En un pueblote polvoriento y sin chiste aparente, capital del Estado de Guerrero -Chilpancingo de Los Bravo- nací por allá de fines de los años 40. Como todos los niños de provincia, que no teníamos muchas opciones de diversión, digo, modernas, aparte de alguna función de cine y escuchar programas de radio en la W o la XEQ, después de hacer las tareas de la escuela, la mayor parte de las tardes las pasábamos jugando en la calle, con mis hermanos y los niños vecinos, en la de Emiliano Zapata, donde vivíamos.

——

- INSTRUCCIONES:
A) Transcribe el pasaje del fragmento comprendido entre "En un pueblote" y "Zapata, donde vivíamos.", ambos incluidos.
B) Según el fragmento, ¿en qué calle vivían?
C) Reanuda el fragmento sobre la infancia en Chilpancingo a partir de su última oración.
Las entradas no guardan relación con el fragmento.

- MATERIAL PROPORCIONADO:
——

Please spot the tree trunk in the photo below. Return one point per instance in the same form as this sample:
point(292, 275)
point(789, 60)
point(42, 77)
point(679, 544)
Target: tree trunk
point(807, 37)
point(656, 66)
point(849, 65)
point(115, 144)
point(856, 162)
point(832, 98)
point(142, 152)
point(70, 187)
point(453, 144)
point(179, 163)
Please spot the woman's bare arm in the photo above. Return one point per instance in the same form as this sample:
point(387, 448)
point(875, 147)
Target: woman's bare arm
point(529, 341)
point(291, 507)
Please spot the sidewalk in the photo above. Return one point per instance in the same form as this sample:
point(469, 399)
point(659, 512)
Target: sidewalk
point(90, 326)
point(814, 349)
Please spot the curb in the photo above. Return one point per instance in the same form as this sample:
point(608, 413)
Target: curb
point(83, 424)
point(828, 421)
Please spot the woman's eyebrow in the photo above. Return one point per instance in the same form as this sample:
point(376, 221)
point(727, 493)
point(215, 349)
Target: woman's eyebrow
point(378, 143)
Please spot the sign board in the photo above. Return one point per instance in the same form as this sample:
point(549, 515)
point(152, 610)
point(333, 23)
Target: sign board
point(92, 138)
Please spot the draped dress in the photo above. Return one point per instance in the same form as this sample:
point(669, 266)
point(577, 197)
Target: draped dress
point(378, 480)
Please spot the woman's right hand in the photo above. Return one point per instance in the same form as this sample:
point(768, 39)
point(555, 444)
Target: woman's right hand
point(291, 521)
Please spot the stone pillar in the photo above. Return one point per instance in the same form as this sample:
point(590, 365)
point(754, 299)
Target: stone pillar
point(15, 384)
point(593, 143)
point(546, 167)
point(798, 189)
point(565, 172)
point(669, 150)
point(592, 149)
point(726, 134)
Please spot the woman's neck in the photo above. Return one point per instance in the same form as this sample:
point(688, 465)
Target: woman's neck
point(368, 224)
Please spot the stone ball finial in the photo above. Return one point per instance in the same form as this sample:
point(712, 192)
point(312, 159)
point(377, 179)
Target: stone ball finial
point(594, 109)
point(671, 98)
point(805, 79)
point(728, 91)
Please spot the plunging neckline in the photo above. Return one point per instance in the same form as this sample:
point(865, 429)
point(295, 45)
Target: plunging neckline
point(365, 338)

——

- RESPUESTAS ESCRITAS:
A)
En un pueblote polvoriento y sin chiste aparente, capital del Estado de Guerrero -Chilpancingo de Los Bravo- nací por allá de fines de los años 40. Como todos los niños de provincia, que no teníamos muchas opciones de diversión, digo, modernas, aparte de alguna función de cine y escuchar programas de radio en la W o la XEQ, después de hacer las tareas de la escuela, la mayor parte de las tardes las pasábamos jugando en la calle, con mis hermanos y los niños vecinos, en la de Emiliano Zapata, donde vivíamos.

B) En la calle Emiliano Zapata.

C)
Era esa una calle muy movida, pues está a dos cuadras del zócalo y jardín central, del palacio de gobierno y la municipalidad, de la iglesia principal, sin chiste también, pero adornada por un hermoso laurel de la India y, también, a dos del Colegio del Estado, posteriormente Universidad Autónoma de Guerrero. Convivíamos en esa cuadra tres clases sociales: una familia de maestros; comerciantes ricos (digo, ricos pues vivían mejor que nosotros, que no la pasábamos mal), una casateniente, propietaria de varias casas de las de esa y en otras calles cercanas; una familia de gente muy pobre, cuyo hijo, Bernardo, era un aguerrido jugador de futbol y bueno para las pedradas, deporte muy practicado en Chilpancingo, del que tengo un recuerdo imborrable en la parte trasera de mi cabeza, y nosotros, clase media, pues mis padres eran, Guillermo, ex maestro de Ayotzinapa y funcionario del gobierno en la Secretaría de Economía y Enriqueta, maestra y luego directora de la Facultad de Comercio del Colegio y universidad.
Así, nuestras actividades vespertinas se centraban en jugar futbol, deporte en el que mi padre destacó, pues fue seleccionado nacional; canicas, carreras de carritos de madera, guerritas a pedradas con los niños de la cuadra siguiente, andar en bicicleta, competencias de trompo o balero, etc., o a montar en bicicleta e ir a los límites de Chilpancingo, toda una aventura.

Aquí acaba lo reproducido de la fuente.